- **Set of tasks**
a) According to the fastmon agent text, which environment variable provides SSL support?
b) List every file named in the fastmon agent text under "Additional project files".
c) Using the fastmon agent text, explain why the updated MQ communications require a client_id parameter.

Creates workflow stages via /api/workflow-stages/
Tracks statuses: fastmon_received, fastmon_processing, fastmon_complete
Records input/output messages and processing times
Enables end-to-end workflow visibility

MQ Communications

Updated to use swf-common-lib's mq_comms module:

Requires client_id parameter for durable subscriptions
SSL support with MQ_CAFILE environment variable
Standardized error handling and reconnection logic

Project Structure

The project has been converted to Django framework with modern packaging:

src/swf_fastmon_agent/   # Agent implementations
├── __init__.py          # Package initialization
├── main.py              # Main file monitoring agent
├── fastmon_utils.py     # Utility functions for the agent
└── database/            # Django database configuration
    └── settings.py      # Django settings

src/swf_fastmon_client/  # Lightweight monitoring client
├── __init__.py          # Package initialization
├── main.py              # Typer CLI client for TF monitoring
└── README.md            # Client documentation

Additional project files:

├── manage.py            # Django management script
├── requirements.txt     # Python dependencies
├── pyproject.toml       # Modern Python packaging configuration
├── setup_db.py          # Database setup utility
├── test_client.py       # Client functionality tests
└── demo_integration.py  # Integration demonstration

Agent Components

main.py: Main file monitoring agent (FastMonitorAgent) that:
- Monitors specified directories for newly created STF files
- Applies time-based filtering (files created within X minutes)

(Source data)
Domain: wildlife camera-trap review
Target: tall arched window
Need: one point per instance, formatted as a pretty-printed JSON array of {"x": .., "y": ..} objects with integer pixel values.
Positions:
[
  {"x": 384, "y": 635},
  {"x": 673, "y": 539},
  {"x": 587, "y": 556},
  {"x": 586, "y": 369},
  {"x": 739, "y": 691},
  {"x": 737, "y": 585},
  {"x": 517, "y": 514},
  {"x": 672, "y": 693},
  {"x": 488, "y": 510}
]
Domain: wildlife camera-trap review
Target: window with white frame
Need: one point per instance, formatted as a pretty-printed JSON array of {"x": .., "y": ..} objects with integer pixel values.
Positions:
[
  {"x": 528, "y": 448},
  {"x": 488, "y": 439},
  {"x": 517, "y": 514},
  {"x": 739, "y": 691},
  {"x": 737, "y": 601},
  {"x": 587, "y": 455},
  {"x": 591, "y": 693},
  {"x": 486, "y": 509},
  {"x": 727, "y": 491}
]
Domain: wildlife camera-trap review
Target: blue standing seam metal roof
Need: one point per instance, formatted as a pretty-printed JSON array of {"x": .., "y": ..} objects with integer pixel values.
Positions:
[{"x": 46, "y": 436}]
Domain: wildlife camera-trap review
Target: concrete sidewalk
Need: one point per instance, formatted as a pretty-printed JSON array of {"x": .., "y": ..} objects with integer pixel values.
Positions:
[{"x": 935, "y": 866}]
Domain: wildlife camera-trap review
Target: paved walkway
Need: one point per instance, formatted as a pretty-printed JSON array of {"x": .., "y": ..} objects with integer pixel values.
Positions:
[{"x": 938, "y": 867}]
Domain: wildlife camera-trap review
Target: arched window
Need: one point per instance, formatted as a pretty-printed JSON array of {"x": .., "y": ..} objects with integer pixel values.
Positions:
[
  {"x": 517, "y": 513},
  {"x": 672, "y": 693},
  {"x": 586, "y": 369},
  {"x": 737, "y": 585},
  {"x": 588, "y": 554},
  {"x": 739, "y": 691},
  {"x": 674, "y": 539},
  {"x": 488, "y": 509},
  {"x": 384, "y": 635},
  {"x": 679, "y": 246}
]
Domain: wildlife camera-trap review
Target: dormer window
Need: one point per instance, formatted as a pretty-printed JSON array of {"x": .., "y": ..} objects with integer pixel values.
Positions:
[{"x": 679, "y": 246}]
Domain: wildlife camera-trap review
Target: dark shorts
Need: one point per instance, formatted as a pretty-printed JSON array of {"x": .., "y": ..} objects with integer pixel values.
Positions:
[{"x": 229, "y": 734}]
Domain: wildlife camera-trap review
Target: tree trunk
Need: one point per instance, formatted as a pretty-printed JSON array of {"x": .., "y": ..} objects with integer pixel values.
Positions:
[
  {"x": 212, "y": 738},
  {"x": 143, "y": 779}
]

- **Your responses**
a) MQ_CAFILE

b) manage.py, requirements.txt, pyproject.toml, setup_db.py, test_client.py, demo_integration.py

c) The client_id parameter is required to support durable subscriptions in the mq_comms module from swf-common-lib.